* THE PROBLEM: Look through the listing below, find every line with the string "lower", and copy it.

++++++

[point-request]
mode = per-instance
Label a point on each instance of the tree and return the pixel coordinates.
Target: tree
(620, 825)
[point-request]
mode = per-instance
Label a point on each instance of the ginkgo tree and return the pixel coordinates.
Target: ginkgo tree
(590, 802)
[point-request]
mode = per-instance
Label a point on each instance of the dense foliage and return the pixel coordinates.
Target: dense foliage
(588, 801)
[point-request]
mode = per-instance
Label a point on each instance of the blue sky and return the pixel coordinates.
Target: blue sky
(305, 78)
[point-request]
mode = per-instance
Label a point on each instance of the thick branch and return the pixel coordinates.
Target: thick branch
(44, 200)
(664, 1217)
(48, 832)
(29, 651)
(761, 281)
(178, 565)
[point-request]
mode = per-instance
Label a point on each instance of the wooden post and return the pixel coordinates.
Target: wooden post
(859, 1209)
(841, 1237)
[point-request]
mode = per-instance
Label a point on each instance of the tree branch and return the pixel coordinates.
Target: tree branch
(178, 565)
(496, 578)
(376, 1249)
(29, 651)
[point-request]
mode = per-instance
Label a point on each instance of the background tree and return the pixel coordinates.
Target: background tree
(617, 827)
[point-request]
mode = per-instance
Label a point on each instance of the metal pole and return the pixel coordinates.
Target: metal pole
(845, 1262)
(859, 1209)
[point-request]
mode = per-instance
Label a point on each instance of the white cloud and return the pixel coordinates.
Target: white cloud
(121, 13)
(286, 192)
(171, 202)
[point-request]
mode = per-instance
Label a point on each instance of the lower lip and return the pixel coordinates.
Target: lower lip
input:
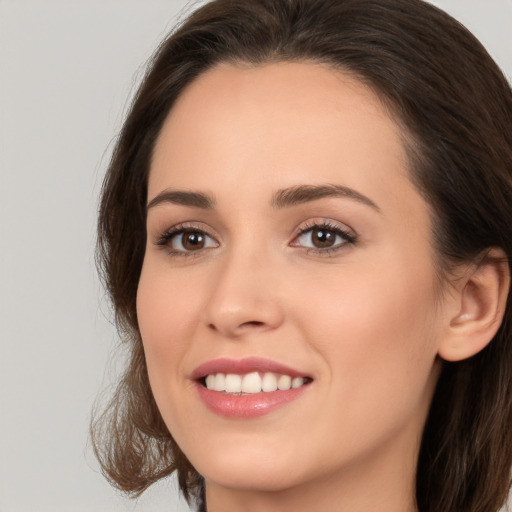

++++++

* WRITTEN RESPONSE:
Label a point on each instance of the lower lip and return the pixel coordinates.
Target: lower lip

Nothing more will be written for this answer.